Using the entries below, output exactly the line containing "[spot] the yellow raft" and all lines that follow it to the end.

*Supplied information:*
-- BEGIN --

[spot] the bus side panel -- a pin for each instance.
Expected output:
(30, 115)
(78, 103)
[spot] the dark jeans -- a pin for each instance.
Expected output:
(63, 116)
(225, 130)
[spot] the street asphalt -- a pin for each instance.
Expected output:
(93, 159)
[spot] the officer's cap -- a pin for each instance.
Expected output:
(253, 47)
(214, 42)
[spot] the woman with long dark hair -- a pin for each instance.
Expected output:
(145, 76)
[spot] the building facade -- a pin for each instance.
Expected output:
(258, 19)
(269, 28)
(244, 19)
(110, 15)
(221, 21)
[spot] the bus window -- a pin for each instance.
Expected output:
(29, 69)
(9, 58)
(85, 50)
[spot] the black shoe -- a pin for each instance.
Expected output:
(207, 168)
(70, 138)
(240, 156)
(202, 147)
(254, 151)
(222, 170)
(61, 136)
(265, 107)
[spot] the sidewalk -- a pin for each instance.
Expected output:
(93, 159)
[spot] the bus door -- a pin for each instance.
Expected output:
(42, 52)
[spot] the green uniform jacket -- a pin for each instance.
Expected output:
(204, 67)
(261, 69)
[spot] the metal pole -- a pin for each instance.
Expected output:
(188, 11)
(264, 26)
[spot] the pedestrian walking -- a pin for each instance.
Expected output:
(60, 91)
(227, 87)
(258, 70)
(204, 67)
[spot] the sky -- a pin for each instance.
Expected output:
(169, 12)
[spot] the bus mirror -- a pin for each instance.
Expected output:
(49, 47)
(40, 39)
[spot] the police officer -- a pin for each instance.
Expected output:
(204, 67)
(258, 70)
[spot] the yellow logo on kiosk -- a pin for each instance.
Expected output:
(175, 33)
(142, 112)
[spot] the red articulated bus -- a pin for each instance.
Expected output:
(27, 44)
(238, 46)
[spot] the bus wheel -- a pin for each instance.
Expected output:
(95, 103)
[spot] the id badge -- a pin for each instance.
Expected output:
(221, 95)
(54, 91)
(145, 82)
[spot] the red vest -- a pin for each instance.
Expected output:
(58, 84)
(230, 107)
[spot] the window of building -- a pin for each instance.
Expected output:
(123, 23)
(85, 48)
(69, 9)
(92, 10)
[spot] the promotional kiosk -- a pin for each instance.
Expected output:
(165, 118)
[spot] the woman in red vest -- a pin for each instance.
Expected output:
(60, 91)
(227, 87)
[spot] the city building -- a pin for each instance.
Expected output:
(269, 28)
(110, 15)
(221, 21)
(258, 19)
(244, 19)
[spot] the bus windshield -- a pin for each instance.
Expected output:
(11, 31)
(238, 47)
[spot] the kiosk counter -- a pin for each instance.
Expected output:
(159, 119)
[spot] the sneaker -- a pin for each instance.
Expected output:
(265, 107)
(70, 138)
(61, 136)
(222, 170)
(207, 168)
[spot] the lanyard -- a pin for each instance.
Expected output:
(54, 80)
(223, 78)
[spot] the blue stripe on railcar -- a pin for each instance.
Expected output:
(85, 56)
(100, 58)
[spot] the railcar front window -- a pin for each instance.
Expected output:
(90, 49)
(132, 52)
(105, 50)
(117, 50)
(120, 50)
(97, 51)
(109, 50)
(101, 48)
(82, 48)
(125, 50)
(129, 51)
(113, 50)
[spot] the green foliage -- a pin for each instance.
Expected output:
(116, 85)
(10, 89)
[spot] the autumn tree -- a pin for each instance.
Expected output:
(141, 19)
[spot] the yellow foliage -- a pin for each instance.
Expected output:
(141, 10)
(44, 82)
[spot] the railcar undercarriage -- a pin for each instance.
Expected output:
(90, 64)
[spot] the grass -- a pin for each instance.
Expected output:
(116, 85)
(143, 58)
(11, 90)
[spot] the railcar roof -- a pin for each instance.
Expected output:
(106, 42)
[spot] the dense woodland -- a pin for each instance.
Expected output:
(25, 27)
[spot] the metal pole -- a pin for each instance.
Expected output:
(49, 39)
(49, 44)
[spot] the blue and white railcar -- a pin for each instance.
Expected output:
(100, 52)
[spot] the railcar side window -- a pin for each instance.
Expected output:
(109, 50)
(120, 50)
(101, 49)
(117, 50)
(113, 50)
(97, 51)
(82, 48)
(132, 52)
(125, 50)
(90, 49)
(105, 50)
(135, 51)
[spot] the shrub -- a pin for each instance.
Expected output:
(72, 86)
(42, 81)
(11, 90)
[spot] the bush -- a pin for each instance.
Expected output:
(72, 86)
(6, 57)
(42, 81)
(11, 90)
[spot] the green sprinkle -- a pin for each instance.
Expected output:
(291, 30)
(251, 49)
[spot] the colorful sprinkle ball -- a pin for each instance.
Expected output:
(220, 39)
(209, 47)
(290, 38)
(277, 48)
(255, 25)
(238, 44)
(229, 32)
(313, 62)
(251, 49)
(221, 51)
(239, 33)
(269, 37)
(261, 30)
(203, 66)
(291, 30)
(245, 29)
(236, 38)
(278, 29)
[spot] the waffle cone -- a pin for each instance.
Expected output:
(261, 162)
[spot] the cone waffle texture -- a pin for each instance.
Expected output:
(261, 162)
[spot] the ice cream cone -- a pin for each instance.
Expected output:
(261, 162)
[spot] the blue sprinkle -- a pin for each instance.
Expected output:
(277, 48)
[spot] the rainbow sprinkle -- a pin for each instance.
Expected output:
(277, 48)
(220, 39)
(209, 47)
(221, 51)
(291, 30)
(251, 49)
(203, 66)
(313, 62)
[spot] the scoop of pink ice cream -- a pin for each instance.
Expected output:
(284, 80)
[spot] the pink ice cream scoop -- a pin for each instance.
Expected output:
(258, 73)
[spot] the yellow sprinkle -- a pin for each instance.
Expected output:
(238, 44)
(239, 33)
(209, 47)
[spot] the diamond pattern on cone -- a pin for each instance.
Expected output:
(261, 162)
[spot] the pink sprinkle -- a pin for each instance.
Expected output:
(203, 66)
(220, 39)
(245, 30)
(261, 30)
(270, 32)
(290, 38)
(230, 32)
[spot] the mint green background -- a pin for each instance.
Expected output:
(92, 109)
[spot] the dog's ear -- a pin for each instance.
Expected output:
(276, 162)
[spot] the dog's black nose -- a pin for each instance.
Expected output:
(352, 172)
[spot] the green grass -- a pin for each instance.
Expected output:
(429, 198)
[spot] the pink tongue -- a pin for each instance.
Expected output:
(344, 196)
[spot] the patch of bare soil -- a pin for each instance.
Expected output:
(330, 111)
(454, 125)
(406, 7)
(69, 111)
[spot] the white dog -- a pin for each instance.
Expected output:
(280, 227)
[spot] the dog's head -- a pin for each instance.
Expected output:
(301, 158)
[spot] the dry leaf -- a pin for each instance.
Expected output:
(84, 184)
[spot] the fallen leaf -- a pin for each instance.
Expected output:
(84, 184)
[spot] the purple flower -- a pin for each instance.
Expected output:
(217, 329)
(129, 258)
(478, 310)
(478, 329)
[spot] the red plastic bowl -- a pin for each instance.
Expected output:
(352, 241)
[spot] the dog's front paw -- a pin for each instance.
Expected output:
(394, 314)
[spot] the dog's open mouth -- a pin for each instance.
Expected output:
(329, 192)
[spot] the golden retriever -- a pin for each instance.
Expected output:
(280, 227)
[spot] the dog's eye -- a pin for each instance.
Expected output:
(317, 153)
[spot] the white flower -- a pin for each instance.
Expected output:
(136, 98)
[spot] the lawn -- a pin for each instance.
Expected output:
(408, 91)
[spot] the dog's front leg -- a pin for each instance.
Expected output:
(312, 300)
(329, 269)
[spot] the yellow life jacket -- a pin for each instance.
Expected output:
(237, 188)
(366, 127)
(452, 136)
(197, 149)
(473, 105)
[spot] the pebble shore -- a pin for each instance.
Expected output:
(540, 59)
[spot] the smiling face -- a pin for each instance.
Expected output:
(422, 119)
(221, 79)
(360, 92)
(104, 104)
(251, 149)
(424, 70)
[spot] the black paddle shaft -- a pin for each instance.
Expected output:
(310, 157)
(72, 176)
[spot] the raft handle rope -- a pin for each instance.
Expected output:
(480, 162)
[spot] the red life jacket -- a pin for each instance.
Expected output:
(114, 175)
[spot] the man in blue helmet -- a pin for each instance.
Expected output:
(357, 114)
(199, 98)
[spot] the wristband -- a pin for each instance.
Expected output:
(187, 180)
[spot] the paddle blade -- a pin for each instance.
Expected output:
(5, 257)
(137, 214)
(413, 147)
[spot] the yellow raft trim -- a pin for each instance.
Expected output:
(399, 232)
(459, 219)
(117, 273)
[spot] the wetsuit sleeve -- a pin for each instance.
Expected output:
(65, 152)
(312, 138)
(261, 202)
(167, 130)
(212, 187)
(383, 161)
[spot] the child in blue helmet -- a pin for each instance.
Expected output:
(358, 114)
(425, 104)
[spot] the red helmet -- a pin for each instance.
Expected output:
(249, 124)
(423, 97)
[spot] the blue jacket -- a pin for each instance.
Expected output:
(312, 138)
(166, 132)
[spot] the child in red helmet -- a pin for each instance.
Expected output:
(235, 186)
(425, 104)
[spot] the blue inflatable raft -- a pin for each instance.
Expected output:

-- END --

*Final result:*
[spot] the yellow raft trim -- a pin for each instance.
Expected output:
(399, 232)
(459, 219)
(117, 273)
[spot] the wetsuit sleeve -- a pin for each instance.
Expected output:
(65, 152)
(312, 138)
(261, 202)
(167, 130)
(212, 187)
(383, 161)
[spot] the child in blue helmet -- a pin for each instance.
Expected output:
(358, 114)
(425, 104)
[spot] the red helmet -- a pin for each instance.
Expected output:
(249, 124)
(423, 97)
[spot] the blue jacket -- a pin for each instance.
Expected output:
(312, 138)
(166, 132)
[spot] the child in red helmet -- a pin for each instance.
Expected output:
(235, 186)
(425, 104)
[spot] the blue inflatable raft -- a pin for each instance.
Expected output:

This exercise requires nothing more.